● TEXT PASSAGE:
Definiteness of a matrix

Consider $n \times n$ matrix $\boldsymbol{A}$. If, for all $\boldsymbol{x} \in \Re^{n}$ where $\boldsymbol{x} \neq 0$:

\[ \begin{eqnarray} \boldsymbol{x}^{'} \boldsymbol{A} \boldsymbol{x} & > & 0, \quad \text{ $\boldsymbol{A}$ is positive definite } \\ \boldsymbol{x}^{'} \boldsymbol{A} \boldsymbol{x} & < & 0, \quad \text{ $\boldsymbol{A}$ is negative definite } \end{eqnarray} \]
If $\boldsymbol{x}^{'} \boldsymbol{A} \boldsymbol{x} >0$ for some $\boldsymbol{x}$ and $\boldsymbol{x}^{'} \boldsymbol{A} \boldsymbol{x}<0$ for other $\boldsymbol{x}$, then we say $\boldsymbol{A}$ is indefinite.

Second derivative test

If $\boldsymbol{H}(f)(\boldsymbol{a})$ is positive definite then $\boldsymbol{a}$ is a local minimum
If $\boldsymbol{H}(f)(\boldsymbol{a})$ is then $\boldsymbol{a}$ is a local maximum
If $\boldsymbol{H}(f)(\boldsymbol{a})$ is then $\boldsymbol{a}$ is a saddle point

Use the determinant to assess definiteness

\[ \begin{eqnarray} \boldsymbol{H}(f)(\boldsymbol{a}) & = & \begin{pmatrix} A & B \\ B & C \\ \end{pmatrix} \end{eqnarray} \]

$AC - B^2> 0$ and $A>0$ $\leadsto$ positive definite $\leadsto$ $\boldsymbol{a}$ is a local minimum
$AC - B^2> 0$ and $A<0$ $\leadsto$ negative definite $\leadsto$ $\boldsymbol{a}$ is a local maximum
$AC - B^2<0$ $\leadsto$ indefinite $\leadsto$ saddle point
$AC- B^2 = 0$ inconclusive

Basic procedure summarized

Calculate gradient
Set equal to zero, solve system of equations
Calculate Hessian
Assess Hessian at critical values
Boundary values? (if relevant)

● PROVIDED RECORDS:
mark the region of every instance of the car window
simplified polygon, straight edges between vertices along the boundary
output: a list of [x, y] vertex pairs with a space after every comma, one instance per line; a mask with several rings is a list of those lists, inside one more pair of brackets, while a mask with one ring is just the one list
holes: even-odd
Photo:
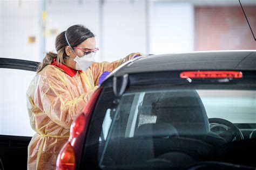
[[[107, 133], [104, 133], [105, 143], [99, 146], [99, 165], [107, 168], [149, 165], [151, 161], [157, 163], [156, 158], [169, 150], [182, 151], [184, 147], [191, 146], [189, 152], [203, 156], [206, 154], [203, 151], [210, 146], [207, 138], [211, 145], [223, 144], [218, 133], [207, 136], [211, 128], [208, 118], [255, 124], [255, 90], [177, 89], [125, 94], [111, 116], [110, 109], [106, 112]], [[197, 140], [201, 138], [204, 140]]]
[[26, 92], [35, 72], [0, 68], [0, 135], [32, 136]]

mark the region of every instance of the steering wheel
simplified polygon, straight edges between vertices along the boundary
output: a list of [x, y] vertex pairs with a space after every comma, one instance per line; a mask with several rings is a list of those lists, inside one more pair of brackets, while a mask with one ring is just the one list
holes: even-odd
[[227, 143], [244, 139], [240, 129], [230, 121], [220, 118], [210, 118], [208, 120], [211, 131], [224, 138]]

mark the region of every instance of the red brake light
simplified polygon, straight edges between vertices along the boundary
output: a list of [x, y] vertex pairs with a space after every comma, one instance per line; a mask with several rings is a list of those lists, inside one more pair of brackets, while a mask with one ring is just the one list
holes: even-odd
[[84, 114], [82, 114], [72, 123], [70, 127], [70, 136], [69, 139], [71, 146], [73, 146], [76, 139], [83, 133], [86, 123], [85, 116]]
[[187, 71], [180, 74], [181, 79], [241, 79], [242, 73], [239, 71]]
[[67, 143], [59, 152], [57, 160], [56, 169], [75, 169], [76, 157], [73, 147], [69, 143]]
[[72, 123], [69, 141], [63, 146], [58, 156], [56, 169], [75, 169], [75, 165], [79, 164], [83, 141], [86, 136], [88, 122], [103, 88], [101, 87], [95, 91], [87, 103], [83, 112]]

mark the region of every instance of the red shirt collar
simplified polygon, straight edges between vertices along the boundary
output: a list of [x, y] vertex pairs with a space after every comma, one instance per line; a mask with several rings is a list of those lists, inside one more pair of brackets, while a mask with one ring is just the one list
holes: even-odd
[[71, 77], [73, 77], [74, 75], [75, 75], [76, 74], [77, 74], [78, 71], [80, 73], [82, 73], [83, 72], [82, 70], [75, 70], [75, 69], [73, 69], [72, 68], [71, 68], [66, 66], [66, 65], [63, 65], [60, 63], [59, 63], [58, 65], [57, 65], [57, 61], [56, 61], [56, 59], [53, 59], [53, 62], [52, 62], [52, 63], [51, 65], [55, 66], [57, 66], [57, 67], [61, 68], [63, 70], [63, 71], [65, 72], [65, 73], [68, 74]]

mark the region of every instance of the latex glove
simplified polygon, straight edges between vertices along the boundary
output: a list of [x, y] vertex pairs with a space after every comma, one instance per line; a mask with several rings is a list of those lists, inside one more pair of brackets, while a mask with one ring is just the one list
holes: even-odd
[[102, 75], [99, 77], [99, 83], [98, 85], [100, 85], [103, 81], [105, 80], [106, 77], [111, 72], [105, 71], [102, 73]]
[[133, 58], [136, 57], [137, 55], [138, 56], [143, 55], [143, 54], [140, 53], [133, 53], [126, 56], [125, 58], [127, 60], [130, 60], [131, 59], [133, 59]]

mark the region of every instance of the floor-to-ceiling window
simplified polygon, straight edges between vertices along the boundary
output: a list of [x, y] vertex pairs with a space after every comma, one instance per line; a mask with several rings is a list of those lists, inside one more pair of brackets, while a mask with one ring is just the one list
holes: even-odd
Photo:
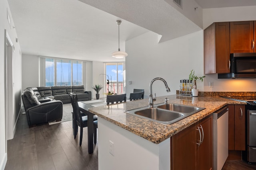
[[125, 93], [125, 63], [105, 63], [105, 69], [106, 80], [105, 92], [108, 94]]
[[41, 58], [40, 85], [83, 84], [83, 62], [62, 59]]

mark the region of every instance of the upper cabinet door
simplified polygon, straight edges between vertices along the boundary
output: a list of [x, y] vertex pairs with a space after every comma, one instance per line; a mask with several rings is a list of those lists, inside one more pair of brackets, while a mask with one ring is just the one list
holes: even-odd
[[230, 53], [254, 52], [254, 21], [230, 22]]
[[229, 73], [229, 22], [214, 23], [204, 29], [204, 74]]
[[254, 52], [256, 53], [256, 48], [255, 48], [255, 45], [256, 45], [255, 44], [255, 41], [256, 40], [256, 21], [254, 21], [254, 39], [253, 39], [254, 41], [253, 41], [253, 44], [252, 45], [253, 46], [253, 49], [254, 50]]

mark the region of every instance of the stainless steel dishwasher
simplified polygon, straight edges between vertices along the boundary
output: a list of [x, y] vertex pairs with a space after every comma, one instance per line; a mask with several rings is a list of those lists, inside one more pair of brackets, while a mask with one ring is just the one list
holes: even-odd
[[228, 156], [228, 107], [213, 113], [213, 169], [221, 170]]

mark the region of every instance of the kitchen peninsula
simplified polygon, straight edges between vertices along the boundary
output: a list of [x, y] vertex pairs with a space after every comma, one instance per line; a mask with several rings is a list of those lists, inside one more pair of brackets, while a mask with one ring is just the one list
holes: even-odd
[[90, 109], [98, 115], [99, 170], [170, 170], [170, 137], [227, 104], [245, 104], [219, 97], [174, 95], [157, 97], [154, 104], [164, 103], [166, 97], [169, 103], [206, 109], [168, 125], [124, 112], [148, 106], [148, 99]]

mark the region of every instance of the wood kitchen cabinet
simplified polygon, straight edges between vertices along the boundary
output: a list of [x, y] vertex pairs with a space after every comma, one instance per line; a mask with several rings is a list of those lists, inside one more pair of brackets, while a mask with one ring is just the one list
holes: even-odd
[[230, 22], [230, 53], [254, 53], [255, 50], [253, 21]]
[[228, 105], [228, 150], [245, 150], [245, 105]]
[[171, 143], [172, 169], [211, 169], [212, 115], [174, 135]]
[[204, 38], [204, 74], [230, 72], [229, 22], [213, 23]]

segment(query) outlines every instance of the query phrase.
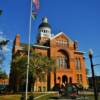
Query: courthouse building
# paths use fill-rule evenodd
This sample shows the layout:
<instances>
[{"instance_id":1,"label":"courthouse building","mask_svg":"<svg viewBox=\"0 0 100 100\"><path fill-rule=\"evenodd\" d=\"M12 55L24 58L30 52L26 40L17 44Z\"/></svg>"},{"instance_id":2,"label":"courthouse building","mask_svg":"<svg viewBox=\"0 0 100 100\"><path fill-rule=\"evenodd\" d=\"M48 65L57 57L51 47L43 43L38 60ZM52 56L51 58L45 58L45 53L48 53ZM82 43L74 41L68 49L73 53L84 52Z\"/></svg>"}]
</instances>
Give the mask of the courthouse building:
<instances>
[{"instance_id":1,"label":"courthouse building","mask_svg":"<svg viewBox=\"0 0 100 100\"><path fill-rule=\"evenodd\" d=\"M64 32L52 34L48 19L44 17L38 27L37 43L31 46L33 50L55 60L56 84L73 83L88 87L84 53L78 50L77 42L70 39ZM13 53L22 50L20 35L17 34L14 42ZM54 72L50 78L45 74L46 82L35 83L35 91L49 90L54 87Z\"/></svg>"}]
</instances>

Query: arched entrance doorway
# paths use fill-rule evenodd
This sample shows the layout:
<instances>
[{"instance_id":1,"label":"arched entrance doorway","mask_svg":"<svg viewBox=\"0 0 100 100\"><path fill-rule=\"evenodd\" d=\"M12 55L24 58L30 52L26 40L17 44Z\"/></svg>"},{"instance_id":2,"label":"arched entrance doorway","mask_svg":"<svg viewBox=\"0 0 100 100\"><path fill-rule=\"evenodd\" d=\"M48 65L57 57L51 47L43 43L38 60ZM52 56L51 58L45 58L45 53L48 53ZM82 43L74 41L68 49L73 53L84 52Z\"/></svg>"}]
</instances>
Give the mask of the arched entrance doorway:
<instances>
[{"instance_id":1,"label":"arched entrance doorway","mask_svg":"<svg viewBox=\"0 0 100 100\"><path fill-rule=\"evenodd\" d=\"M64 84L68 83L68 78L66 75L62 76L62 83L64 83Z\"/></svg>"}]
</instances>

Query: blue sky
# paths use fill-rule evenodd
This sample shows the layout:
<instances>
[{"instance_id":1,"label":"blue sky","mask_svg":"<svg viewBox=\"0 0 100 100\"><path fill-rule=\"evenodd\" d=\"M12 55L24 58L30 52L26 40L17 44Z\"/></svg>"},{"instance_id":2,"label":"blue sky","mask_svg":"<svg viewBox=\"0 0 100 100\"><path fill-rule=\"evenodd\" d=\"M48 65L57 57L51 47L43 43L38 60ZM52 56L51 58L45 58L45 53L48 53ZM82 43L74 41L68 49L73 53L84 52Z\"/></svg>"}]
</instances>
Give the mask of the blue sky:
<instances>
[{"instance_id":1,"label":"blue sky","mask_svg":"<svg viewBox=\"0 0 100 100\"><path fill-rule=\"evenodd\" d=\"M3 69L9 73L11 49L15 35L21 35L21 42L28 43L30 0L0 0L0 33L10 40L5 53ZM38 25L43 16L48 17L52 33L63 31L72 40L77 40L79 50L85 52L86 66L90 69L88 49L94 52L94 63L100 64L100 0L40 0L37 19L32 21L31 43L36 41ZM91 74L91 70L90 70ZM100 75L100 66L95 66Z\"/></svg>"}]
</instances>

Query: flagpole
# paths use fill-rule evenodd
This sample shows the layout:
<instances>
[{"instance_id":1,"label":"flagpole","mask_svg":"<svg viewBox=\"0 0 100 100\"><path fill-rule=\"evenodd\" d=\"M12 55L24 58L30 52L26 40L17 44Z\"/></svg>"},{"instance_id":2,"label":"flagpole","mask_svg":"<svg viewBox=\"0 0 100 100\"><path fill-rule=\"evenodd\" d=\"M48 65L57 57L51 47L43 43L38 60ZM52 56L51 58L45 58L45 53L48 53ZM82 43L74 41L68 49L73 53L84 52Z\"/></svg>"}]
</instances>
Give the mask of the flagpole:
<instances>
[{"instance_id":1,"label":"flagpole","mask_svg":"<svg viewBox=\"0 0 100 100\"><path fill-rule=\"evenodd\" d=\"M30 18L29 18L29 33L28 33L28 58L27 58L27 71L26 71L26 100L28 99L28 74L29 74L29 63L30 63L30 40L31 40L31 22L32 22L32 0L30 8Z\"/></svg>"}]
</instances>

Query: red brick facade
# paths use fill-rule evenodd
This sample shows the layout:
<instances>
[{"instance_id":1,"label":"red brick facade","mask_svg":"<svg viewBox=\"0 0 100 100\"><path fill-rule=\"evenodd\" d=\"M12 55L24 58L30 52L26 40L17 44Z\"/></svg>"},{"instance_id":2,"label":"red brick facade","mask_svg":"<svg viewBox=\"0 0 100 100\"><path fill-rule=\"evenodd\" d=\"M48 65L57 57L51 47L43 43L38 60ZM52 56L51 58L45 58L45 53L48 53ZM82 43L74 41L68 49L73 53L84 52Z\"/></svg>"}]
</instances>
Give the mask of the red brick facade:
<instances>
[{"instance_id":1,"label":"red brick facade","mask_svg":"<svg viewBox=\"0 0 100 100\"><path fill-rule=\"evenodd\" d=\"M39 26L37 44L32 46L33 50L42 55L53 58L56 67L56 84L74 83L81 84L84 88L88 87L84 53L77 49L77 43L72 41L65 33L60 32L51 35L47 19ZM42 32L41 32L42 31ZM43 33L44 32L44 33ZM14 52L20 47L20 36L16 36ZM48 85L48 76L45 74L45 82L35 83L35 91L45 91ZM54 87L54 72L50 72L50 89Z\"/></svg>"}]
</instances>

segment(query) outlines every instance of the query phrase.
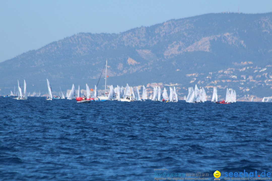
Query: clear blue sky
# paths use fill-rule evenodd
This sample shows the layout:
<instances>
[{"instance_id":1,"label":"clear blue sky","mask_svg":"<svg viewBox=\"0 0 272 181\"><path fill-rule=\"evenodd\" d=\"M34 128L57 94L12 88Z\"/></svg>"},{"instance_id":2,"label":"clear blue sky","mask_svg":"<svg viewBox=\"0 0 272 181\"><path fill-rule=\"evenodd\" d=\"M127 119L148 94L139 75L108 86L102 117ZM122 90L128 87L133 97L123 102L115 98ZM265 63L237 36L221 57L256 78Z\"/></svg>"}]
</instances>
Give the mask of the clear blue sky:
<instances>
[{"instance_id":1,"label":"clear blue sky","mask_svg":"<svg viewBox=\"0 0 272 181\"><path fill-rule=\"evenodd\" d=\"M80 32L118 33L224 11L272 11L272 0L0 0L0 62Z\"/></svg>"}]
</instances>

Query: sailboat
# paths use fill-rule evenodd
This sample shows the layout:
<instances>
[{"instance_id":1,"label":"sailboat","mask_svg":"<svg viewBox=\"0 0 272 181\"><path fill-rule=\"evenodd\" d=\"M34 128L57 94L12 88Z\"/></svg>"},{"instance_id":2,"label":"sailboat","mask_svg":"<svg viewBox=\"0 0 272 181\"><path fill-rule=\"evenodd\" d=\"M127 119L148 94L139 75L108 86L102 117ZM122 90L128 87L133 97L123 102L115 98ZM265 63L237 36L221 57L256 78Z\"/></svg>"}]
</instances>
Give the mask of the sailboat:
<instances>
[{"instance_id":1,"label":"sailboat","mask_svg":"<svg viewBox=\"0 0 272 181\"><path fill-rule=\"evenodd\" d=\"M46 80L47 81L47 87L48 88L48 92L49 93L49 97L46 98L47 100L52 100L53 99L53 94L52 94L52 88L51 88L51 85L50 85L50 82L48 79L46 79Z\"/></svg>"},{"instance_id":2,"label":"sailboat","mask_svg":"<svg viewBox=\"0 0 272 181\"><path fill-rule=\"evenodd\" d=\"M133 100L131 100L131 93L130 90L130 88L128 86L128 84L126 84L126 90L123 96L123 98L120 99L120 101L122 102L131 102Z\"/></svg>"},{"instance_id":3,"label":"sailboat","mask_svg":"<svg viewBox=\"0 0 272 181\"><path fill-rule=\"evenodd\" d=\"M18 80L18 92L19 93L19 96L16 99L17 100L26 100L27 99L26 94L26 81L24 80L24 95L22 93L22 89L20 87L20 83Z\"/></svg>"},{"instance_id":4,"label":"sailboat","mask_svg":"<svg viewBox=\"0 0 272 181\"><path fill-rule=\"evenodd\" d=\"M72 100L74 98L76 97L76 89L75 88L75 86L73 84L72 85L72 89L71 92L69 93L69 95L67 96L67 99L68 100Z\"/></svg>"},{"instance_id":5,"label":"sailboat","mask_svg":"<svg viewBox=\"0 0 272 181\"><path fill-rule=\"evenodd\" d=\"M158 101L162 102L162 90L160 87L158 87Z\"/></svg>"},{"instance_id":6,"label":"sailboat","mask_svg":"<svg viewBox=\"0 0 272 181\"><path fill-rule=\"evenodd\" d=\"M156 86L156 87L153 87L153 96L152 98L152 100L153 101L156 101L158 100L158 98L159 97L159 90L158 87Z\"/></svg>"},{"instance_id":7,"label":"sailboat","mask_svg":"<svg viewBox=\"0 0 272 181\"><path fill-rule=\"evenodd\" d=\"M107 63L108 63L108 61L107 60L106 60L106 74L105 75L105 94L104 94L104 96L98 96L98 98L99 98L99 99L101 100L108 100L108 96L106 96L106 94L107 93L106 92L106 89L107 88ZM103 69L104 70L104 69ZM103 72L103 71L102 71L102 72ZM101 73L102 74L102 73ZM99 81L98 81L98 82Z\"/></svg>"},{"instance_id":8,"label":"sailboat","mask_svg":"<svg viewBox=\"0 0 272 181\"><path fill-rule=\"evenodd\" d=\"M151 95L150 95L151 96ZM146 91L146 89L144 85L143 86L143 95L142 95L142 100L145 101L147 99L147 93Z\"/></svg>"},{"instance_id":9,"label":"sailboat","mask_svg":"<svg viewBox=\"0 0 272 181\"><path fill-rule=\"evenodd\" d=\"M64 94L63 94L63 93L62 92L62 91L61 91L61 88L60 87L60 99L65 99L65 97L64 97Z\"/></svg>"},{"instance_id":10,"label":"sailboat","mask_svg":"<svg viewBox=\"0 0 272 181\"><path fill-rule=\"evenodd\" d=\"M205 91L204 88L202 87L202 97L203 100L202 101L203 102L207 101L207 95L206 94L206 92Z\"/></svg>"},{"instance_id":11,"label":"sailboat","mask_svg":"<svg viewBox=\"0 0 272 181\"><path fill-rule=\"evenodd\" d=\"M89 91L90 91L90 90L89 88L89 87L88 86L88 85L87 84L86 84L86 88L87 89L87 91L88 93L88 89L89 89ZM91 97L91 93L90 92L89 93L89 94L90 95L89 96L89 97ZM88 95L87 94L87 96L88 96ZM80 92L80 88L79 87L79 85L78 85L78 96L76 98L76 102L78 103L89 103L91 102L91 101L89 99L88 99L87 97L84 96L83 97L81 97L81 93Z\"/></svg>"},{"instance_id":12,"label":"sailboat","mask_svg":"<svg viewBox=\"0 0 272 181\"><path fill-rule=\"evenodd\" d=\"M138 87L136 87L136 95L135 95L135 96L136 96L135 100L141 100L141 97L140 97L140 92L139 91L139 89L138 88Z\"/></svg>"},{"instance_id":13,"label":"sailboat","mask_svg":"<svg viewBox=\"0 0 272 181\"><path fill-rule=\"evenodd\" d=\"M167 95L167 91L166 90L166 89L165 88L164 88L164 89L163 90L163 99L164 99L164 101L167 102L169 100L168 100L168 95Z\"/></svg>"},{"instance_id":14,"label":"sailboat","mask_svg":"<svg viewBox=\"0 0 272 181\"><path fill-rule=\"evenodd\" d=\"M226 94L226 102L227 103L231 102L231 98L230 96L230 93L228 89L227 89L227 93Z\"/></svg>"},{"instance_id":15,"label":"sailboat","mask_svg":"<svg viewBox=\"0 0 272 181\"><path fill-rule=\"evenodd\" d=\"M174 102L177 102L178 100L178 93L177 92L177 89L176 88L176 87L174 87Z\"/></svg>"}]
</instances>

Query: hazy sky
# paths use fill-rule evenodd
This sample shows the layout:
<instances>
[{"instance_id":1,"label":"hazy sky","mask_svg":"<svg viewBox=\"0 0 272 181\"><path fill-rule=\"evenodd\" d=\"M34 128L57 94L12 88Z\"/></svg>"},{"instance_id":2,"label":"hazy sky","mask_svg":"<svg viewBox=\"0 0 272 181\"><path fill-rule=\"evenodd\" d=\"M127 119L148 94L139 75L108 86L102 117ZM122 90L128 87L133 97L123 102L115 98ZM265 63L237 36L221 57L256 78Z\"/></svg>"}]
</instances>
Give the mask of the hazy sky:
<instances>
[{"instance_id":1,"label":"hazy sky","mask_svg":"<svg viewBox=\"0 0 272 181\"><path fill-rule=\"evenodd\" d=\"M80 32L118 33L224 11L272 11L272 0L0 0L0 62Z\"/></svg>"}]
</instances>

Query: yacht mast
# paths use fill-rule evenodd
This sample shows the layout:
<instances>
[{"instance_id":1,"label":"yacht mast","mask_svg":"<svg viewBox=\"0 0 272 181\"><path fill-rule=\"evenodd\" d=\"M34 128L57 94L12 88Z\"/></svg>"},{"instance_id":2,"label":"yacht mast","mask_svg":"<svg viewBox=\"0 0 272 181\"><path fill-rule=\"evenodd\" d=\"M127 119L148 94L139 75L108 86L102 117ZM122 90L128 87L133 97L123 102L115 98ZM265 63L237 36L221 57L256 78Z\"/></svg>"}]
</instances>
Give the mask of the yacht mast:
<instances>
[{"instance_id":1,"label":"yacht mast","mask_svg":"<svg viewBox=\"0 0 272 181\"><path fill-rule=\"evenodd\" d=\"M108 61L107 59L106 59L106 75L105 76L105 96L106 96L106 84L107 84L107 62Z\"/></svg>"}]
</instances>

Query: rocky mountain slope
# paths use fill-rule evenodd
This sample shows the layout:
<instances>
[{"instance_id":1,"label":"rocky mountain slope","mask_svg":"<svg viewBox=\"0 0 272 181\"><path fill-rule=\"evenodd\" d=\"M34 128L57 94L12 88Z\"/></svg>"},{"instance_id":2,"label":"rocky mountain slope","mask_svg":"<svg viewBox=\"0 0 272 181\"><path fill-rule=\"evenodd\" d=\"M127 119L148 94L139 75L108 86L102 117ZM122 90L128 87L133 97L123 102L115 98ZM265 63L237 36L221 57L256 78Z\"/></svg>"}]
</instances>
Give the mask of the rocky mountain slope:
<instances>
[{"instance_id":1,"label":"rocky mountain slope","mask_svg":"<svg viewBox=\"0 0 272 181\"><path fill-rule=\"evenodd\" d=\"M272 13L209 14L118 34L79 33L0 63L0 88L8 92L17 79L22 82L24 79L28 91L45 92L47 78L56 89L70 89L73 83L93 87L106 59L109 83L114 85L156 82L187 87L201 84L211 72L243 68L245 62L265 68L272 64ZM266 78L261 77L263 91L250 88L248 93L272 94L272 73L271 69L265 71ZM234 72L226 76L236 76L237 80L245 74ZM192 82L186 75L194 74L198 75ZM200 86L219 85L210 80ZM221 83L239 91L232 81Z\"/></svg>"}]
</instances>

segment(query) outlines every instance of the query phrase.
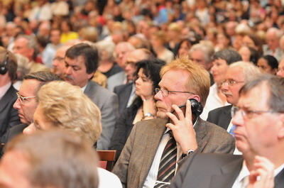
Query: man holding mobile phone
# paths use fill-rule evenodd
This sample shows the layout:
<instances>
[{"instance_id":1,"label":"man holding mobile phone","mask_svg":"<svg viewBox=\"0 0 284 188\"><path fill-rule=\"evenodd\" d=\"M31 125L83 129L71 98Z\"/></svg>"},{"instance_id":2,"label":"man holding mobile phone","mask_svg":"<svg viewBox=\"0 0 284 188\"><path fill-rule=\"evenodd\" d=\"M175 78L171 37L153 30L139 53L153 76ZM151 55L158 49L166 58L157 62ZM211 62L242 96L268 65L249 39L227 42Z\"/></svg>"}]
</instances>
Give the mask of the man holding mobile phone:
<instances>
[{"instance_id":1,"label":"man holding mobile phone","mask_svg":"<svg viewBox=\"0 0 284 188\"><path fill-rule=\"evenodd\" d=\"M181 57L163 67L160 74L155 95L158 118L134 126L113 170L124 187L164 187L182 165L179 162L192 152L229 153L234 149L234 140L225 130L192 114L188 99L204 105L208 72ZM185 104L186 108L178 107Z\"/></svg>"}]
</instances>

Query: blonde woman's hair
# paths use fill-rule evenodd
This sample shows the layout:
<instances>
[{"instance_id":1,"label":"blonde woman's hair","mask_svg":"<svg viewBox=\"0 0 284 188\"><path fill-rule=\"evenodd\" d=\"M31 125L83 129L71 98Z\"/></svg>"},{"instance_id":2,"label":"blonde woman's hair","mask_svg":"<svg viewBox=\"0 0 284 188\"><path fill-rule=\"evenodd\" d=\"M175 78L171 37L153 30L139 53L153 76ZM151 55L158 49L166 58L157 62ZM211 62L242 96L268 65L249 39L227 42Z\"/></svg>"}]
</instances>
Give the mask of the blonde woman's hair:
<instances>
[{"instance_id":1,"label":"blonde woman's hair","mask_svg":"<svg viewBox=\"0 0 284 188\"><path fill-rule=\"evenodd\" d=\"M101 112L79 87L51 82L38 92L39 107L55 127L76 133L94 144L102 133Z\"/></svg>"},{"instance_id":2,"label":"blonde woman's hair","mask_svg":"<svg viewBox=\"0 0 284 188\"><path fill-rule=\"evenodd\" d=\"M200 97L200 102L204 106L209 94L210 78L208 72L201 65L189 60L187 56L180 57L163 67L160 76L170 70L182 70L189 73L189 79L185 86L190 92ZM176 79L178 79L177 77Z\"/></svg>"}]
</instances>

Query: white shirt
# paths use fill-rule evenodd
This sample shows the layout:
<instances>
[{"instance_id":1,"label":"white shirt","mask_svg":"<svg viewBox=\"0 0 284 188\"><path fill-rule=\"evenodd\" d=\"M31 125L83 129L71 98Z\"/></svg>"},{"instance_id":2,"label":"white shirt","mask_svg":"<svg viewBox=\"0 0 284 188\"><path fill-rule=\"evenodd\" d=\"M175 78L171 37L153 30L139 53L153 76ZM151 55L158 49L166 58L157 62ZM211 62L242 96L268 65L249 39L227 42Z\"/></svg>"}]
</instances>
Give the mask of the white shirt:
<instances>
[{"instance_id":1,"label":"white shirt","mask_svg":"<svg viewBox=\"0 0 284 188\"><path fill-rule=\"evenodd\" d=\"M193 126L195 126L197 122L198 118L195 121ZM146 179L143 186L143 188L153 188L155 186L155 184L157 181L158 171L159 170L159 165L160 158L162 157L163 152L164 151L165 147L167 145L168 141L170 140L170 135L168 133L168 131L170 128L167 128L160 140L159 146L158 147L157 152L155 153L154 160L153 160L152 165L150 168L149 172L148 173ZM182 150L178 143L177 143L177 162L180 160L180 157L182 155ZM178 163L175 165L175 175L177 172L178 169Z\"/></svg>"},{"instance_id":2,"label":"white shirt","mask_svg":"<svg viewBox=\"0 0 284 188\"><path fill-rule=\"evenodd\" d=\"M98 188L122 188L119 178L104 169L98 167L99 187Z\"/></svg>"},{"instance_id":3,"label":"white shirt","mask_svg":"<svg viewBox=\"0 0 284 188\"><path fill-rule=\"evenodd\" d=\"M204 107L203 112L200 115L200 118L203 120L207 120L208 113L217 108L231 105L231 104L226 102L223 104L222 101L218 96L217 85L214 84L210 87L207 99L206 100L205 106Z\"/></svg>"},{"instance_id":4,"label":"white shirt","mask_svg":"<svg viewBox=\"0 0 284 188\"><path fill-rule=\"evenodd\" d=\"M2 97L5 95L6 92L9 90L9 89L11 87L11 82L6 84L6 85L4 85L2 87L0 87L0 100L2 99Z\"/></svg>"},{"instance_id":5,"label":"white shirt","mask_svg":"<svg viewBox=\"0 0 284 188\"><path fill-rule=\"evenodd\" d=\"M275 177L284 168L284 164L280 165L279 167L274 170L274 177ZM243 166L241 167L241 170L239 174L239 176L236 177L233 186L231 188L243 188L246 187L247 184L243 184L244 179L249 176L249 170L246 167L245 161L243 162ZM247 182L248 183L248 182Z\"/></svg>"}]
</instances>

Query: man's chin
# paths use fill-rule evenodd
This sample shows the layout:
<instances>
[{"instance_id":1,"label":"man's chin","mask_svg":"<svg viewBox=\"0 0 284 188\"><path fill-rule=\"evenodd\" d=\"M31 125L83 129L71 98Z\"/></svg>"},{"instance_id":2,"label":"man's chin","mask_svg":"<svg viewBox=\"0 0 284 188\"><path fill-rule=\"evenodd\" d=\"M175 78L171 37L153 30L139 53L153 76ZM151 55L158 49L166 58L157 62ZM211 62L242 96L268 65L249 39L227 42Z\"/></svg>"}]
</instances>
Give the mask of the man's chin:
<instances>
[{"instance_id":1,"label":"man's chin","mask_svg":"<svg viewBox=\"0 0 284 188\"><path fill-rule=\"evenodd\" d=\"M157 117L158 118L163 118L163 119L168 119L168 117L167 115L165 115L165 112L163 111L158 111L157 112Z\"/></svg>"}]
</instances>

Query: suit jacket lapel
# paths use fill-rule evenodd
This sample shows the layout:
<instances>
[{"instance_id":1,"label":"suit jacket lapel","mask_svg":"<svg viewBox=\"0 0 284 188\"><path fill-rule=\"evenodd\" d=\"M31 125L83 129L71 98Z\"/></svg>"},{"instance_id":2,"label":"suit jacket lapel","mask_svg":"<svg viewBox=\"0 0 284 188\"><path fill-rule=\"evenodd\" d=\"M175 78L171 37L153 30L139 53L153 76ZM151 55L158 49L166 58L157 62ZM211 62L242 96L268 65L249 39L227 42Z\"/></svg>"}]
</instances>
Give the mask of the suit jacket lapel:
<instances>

● REQUESTS:
• A. Write out the passage on matrix definiteness starting at "Basic procedure summarized" and ending at "values? (if relevant)".
• B. In the passage on matrix definiteness, what does the determinant test give when AC − B² equals zero?

● REPLIES:
• A.
Basic procedure summarized

Calculate gradient
Set equal to zero, solve system of equations
Calculate Hessian
Assess Hessian at critical values
Boundary values? (if relevant)

• B. The result is inconclusive.